Work required: Pick out each line in the records that contains the string "pattern". Case counts.

Provided material:
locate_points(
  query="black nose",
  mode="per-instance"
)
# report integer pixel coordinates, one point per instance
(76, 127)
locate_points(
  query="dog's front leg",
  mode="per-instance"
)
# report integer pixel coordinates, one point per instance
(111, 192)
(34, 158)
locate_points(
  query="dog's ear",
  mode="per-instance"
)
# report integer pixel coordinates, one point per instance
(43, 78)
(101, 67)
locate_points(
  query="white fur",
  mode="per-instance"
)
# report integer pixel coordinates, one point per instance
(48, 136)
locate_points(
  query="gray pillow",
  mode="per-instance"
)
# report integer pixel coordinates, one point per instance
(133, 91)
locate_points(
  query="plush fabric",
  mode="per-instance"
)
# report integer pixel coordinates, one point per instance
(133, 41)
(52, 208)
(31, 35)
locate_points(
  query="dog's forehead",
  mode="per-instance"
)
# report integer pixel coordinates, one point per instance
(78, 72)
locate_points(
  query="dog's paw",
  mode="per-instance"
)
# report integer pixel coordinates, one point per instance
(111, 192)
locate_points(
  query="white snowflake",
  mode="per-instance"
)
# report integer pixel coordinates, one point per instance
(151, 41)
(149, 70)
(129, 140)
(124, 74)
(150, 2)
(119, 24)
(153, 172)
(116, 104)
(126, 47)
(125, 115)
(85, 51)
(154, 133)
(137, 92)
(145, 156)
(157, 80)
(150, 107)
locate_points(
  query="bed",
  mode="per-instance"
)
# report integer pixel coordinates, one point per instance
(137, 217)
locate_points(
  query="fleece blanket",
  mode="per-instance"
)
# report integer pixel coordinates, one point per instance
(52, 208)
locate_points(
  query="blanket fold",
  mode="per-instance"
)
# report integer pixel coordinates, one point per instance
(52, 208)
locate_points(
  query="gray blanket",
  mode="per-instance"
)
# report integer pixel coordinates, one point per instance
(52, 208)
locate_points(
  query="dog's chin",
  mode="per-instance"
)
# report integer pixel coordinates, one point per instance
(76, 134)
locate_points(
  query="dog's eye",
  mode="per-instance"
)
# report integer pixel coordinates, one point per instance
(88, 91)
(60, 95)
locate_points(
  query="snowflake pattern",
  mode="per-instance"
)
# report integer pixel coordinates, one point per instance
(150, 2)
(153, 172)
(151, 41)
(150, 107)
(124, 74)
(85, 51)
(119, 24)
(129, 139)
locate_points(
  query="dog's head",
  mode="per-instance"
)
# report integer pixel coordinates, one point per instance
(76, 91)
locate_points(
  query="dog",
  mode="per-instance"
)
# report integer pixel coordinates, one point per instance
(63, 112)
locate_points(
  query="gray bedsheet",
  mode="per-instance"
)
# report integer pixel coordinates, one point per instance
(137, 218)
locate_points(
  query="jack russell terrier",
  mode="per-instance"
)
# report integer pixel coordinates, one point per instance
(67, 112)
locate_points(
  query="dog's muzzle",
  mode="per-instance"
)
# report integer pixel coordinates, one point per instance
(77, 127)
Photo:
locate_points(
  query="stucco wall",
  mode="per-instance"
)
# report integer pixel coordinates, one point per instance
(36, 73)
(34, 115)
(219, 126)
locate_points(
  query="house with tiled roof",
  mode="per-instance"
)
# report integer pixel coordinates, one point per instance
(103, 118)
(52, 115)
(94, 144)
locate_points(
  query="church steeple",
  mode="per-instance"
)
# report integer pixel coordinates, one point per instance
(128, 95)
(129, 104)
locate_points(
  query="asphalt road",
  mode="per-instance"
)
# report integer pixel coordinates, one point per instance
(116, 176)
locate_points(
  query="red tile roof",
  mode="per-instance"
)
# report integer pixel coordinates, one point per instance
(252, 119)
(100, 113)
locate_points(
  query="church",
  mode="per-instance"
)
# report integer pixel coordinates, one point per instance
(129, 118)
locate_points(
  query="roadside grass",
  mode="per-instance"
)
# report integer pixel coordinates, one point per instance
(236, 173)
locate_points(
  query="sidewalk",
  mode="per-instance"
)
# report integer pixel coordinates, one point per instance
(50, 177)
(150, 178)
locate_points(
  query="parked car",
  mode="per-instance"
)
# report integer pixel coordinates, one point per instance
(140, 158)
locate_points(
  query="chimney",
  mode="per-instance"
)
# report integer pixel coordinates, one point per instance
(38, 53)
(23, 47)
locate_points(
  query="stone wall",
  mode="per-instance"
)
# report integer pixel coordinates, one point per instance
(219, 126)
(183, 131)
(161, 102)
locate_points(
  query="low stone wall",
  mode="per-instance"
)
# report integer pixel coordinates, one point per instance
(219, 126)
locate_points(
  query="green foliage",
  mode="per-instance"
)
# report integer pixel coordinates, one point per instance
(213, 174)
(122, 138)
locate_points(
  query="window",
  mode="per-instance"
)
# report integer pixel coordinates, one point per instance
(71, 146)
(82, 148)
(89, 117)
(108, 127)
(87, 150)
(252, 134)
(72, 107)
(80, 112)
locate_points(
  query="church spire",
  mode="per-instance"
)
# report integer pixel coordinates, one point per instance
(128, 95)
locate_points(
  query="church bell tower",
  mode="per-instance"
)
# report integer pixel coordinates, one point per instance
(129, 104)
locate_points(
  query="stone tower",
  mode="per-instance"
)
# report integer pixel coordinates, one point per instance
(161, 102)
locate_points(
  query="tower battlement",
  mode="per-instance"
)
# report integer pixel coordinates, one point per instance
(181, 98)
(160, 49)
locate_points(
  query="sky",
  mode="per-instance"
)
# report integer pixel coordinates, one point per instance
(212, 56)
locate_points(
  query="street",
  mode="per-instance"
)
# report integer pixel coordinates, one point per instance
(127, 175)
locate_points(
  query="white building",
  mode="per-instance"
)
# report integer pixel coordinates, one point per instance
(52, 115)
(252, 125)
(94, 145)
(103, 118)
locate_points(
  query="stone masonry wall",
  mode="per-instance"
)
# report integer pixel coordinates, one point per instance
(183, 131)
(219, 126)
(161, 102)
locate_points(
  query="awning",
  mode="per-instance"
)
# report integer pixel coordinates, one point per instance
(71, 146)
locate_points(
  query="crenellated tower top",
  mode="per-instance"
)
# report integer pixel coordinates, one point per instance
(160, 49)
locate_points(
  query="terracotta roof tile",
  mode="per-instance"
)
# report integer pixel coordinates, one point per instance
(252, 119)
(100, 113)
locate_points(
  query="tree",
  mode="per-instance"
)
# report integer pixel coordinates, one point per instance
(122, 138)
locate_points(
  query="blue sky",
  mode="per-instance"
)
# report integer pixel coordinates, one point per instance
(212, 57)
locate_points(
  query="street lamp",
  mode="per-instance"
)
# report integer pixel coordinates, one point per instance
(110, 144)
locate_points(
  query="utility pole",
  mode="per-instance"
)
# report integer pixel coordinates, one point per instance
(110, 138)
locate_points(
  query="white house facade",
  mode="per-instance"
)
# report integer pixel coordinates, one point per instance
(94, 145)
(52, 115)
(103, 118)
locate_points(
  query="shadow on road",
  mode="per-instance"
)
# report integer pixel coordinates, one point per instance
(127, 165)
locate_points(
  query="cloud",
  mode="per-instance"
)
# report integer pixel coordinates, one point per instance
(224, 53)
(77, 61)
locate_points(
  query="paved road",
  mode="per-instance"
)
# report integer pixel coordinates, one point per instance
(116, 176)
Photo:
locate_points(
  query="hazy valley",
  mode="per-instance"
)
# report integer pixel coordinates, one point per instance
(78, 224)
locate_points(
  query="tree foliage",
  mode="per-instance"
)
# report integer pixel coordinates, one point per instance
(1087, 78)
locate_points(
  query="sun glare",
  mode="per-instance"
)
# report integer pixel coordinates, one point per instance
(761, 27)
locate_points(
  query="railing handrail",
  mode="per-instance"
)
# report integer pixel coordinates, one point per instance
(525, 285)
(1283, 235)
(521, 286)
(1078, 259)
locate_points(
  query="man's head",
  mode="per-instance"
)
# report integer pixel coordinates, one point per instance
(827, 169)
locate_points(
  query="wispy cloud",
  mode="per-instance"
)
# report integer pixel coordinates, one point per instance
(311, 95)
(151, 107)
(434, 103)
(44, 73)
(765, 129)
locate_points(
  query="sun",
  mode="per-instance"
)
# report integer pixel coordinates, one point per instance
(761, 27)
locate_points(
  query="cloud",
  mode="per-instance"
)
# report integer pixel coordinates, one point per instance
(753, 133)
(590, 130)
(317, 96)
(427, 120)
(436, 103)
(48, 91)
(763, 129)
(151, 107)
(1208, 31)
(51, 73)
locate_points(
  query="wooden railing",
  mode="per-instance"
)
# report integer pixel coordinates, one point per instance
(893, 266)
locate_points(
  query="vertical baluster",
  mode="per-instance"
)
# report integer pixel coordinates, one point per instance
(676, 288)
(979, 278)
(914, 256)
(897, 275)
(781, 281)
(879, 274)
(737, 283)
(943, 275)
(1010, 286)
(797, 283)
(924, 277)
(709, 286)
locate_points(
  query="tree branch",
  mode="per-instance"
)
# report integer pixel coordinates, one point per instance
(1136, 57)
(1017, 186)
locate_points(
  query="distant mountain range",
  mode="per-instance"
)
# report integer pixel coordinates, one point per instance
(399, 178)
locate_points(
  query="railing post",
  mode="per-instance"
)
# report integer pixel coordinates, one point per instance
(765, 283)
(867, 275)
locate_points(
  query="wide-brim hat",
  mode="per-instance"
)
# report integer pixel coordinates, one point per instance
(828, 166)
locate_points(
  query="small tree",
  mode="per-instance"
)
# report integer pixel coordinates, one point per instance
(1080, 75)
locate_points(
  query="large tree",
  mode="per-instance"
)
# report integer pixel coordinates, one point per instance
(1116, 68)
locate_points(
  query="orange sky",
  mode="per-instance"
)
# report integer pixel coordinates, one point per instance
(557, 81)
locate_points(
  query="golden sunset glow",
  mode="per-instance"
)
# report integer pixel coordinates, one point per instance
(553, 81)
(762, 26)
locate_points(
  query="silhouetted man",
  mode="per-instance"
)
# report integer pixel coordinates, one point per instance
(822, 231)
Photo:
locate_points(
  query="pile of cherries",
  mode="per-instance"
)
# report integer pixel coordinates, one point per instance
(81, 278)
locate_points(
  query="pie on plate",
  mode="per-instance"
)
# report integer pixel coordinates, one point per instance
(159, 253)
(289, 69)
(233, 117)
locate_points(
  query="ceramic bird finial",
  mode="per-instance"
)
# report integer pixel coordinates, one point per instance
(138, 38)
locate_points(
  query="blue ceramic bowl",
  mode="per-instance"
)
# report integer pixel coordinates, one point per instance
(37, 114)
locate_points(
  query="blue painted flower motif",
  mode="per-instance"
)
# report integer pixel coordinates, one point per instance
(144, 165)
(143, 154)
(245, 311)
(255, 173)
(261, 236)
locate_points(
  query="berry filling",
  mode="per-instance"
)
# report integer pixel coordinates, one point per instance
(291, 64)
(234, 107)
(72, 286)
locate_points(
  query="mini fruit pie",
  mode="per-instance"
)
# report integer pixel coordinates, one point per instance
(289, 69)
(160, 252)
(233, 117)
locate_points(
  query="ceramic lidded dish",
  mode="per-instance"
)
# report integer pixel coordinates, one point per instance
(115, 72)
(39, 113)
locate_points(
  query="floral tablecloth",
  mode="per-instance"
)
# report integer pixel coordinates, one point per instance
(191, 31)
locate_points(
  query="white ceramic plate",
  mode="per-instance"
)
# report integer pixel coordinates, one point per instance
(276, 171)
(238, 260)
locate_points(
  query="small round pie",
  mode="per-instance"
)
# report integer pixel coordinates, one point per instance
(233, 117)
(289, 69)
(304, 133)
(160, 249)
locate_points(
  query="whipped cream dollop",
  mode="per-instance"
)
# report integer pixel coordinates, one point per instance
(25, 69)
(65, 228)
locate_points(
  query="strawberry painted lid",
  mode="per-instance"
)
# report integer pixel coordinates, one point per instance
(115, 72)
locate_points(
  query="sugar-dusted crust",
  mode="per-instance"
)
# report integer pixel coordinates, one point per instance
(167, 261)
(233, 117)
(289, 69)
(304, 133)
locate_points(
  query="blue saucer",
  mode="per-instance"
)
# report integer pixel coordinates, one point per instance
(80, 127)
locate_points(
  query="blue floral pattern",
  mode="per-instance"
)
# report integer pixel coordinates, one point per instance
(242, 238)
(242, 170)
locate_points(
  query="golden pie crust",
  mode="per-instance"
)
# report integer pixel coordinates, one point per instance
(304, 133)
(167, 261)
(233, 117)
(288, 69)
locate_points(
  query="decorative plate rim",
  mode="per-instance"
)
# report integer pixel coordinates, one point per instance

Answer for this exercise:
  query="snowflake pattern",
  query="blue floral pattern",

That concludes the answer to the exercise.